§ **THE REQUEST**
Turn the rows below into a numbered list, skipping any blank lines and leaving out the pictures.

#####

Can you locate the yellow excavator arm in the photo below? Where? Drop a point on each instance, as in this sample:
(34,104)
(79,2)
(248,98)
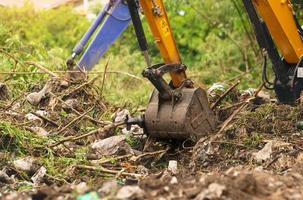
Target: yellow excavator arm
(279,18)
(279,34)
(157,19)
(176,110)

#####

§ **SOLUTION FOR THIS PROBLEM**
1. Can you locate the yellow excavator arm in the photo below? Where? Drop a point on each instance, as in this sample:
2. (34,104)
3. (79,2)
4. (248,98)
5. Target: yellow excavator arm
6. (279,18)
7. (279,34)
8. (157,19)
9. (176,110)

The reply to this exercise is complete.